RECORDS TO USE:

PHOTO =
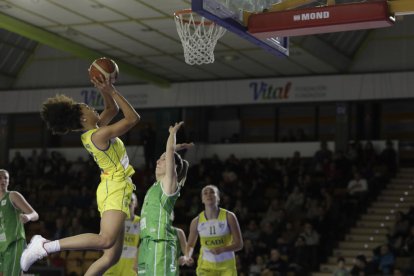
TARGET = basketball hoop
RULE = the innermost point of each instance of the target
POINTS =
(198, 36)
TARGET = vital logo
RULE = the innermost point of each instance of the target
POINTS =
(311, 16)
(92, 98)
(265, 91)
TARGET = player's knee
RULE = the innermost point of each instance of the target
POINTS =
(111, 258)
(106, 241)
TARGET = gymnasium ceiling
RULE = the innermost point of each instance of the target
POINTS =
(50, 43)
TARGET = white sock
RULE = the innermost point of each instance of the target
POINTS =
(52, 246)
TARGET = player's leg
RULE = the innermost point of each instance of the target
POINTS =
(171, 261)
(112, 223)
(11, 258)
(146, 257)
(111, 256)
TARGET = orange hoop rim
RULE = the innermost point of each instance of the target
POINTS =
(190, 11)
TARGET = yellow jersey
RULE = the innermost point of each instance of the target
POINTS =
(215, 233)
(113, 161)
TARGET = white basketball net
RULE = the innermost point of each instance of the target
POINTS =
(198, 36)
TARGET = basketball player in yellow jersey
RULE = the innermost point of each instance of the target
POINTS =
(62, 115)
(127, 264)
(220, 237)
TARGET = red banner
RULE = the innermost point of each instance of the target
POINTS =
(335, 18)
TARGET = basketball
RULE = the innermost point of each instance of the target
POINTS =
(104, 67)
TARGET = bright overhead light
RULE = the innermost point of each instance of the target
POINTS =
(97, 6)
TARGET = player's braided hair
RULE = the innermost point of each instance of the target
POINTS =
(182, 168)
(61, 114)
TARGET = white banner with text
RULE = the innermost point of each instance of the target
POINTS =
(238, 92)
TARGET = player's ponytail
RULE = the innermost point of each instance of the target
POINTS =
(61, 114)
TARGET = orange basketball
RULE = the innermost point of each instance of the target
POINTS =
(104, 67)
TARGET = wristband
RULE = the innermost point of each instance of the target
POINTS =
(30, 216)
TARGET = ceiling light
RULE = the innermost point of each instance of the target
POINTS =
(97, 6)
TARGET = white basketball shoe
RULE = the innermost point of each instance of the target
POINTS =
(34, 252)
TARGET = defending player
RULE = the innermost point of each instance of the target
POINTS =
(158, 249)
(14, 212)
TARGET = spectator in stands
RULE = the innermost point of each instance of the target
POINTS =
(341, 269)
(100, 138)
(276, 265)
(312, 239)
(324, 153)
(369, 155)
(294, 202)
(300, 259)
(389, 158)
(384, 260)
(358, 186)
(267, 238)
(256, 268)
(287, 238)
(357, 192)
(360, 267)
(15, 212)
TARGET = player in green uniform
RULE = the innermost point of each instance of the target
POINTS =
(158, 249)
(14, 212)
(62, 115)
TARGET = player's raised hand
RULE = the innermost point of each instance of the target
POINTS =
(173, 129)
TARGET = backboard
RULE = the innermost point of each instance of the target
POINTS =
(231, 19)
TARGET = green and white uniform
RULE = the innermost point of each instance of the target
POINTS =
(158, 248)
(12, 237)
(215, 233)
(115, 190)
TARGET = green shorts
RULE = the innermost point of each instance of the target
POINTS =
(157, 258)
(10, 259)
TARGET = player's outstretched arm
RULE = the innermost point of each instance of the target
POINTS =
(192, 239)
(111, 108)
(169, 181)
(131, 117)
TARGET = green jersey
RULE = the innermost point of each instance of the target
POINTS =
(11, 228)
(156, 214)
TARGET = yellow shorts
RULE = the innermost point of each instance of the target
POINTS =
(113, 195)
(226, 268)
(201, 271)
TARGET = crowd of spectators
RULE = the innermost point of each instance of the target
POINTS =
(291, 211)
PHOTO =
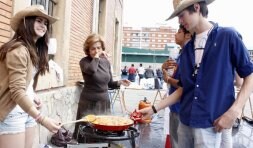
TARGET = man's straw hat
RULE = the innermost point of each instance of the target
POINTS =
(34, 10)
(180, 5)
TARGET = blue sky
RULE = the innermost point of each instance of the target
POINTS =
(232, 13)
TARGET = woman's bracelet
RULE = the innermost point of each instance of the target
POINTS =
(38, 117)
(154, 109)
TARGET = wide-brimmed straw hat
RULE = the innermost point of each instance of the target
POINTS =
(180, 5)
(34, 10)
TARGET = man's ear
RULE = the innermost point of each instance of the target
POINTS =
(196, 7)
(188, 36)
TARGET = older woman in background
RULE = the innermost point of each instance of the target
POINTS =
(96, 71)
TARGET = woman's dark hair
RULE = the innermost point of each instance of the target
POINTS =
(24, 35)
(203, 9)
(183, 28)
(91, 39)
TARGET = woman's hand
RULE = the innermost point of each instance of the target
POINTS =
(146, 113)
(52, 125)
(37, 102)
(125, 82)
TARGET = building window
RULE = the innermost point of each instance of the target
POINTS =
(48, 5)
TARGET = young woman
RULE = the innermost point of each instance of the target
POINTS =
(96, 71)
(22, 59)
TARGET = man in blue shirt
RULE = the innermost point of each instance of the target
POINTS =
(181, 38)
(207, 67)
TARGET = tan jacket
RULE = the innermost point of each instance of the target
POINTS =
(15, 76)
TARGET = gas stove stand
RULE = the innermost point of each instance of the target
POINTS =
(88, 132)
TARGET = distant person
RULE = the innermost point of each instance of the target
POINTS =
(159, 74)
(124, 73)
(96, 71)
(149, 73)
(131, 73)
(141, 71)
(207, 64)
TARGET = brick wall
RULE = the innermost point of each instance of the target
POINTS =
(5, 15)
(81, 25)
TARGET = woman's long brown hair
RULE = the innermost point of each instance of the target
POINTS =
(38, 51)
(24, 36)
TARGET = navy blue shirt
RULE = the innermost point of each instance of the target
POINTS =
(175, 107)
(210, 93)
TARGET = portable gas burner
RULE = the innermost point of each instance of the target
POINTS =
(90, 134)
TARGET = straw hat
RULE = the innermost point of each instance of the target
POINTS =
(34, 10)
(180, 5)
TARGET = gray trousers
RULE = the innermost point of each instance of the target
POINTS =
(174, 123)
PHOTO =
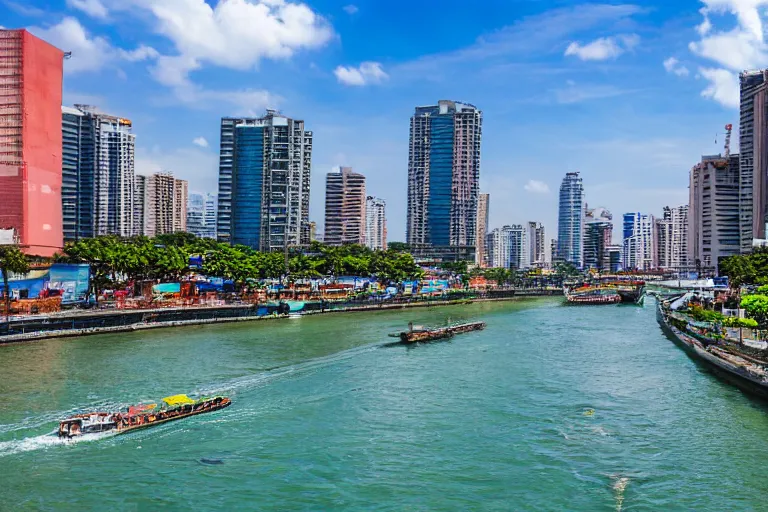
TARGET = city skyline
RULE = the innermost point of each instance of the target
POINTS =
(572, 74)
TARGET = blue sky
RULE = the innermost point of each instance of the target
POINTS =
(628, 94)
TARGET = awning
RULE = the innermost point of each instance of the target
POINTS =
(178, 400)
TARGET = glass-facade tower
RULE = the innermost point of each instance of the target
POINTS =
(264, 176)
(443, 178)
(571, 220)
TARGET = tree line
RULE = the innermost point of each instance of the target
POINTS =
(167, 257)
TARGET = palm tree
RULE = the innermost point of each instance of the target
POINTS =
(11, 260)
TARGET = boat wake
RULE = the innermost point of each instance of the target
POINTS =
(45, 441)
(272, 374)
(248, 382)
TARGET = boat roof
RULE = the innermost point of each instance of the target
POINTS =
(178, 400)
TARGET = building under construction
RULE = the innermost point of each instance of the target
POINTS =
(344, 207)
(31, 74)
(443, 180)
(713, 214)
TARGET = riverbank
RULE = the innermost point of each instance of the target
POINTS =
(105, 322)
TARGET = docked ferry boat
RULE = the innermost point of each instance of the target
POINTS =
(605, 292)
(140, 416)
(704, 342)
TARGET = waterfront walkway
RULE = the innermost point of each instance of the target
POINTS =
(85, 322)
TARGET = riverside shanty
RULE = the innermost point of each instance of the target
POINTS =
(717, 341)
(140, 416)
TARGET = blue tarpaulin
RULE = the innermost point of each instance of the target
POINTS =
(167, 288)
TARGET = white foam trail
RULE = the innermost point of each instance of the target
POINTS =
(619, 486)
(45, 441)
(252, 381)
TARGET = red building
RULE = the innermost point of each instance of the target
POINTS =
(31, 74)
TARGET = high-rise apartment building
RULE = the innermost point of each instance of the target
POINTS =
(264, 176)
(508, 247)
(164, 204)
(671, 239)
(615, 256)
(553, 251)
(376, 223)
(519, 247)
(31, 72)
(483, 203)
(638, 241)
(211, 207)
(753, 162)
(139, 204)
(498, 245)
(196, 215)
(536, 245)
(598, 236)
(99, 173)
(180, 199)
(662, 242)
(443, 178)
(571, 220)
(201, 215)
(345, 201)
(714, 228)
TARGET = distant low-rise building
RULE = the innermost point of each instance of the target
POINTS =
(163, 204)
(714, 230)
(376, 223)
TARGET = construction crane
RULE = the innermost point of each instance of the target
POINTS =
(728, 130)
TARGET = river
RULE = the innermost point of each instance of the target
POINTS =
(326, 416)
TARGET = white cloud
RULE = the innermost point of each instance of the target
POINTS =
(536, 187)
(92, 8)
(88, 53)
(723, 86)
(243, 102)
(140, 53)
(575, 93)
(365, 74)
(603, 48)
(672, 65)
(740, 47)
(24, 9)
(234, 34)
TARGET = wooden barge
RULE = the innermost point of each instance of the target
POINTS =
(141, 416)
(421, 334)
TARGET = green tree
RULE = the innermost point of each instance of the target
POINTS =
(11, 260)
(756, 307)
(398, 246)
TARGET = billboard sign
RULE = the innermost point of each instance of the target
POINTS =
(72, 280)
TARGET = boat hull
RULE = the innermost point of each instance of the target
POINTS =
(409, 337)
(697, 351)
(119, 424)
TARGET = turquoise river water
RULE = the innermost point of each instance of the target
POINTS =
(326, 416)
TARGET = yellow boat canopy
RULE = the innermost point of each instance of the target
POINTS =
(178, 400)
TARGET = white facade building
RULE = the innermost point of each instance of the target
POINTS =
(375, 223)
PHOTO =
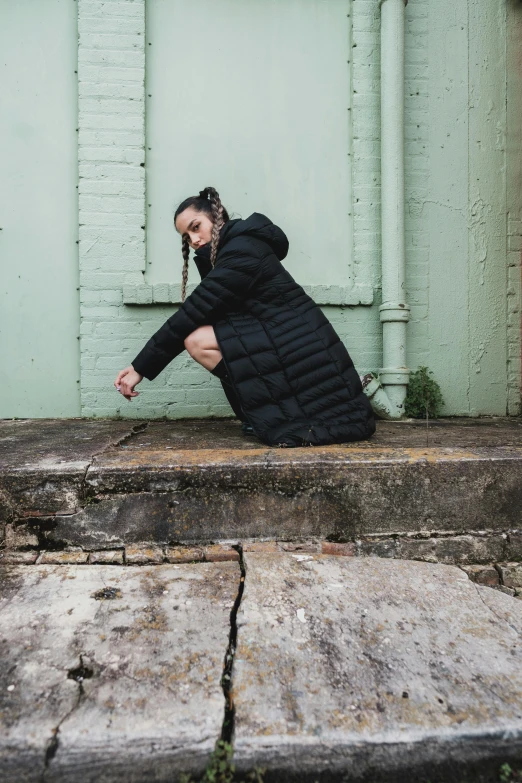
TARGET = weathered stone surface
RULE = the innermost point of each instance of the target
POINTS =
(342, 550)
(482, 575)
(106, 556)
(514, 546)
(20, 536)
(220, 553)
(184, 554)
(139, 554)
(386, 547)
(261, 547)
(457, 549)
(112, 673)
(511, 574)
(43, 462)
(62, 558)
(107, 485)
(374, 669)
(14, 557)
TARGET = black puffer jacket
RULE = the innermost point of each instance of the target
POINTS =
(293, 375)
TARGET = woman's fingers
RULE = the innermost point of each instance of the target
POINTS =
(120, 376)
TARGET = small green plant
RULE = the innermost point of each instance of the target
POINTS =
(424, 397)
(504, 775)
(221, 769)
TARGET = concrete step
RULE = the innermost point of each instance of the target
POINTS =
(449, 492)
(344, 669)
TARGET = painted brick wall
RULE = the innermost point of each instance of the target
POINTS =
(112, 144)
(111, 122)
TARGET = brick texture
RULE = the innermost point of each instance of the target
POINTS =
(112, 202)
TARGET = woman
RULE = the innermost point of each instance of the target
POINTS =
(285, 372)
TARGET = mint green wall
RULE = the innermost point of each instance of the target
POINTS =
(263, 111)
(146, 137)
(39, 310)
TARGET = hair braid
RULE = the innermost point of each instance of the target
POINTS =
(208, 202)
(218, 221)
(185, 252)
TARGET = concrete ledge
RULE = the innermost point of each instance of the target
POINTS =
(374, 670)
(198, 482)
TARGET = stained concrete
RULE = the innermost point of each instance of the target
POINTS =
(346, 669)
(111, 673)
(194, 482)
(375, 670)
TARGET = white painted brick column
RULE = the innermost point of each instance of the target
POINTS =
(111, 124)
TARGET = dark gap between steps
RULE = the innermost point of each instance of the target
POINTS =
(227, 729)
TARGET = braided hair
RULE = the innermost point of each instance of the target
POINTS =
(207, 201)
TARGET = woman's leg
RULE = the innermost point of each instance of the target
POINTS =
(203, 347)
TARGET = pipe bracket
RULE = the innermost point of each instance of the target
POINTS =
(394, 376)
(394, 311)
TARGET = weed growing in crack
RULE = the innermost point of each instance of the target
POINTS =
(221, 769)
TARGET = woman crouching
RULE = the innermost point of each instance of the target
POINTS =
(284, 369)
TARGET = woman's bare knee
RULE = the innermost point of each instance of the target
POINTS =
(193, 343)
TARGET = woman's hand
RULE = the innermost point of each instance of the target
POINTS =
(126, 380)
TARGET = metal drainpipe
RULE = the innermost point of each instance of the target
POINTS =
(388, 400)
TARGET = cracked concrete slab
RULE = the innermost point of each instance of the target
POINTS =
(196, 481)
(112, 673)
(373, 669)
(43, 462)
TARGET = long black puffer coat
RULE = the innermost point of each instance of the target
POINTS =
(293, 375)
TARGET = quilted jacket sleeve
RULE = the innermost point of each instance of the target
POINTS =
(223, 290)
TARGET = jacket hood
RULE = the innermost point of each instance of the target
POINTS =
(256, 226)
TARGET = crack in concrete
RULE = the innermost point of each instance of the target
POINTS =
(227, 728)
(493, 612)
(53, 744)
(136, 429)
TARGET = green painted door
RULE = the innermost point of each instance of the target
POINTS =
(252, 98)
(39, 312)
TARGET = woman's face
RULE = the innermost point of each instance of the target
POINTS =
(194, 225)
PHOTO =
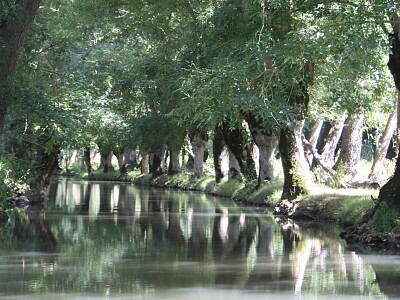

EXERCISE BRIEF:
From the material above, extract every line that contains the word "braided" and copy each of those lines in full.

SOLUTION FOR THIS TASK:
TARGET = player's braided hair
TARGET = braided hair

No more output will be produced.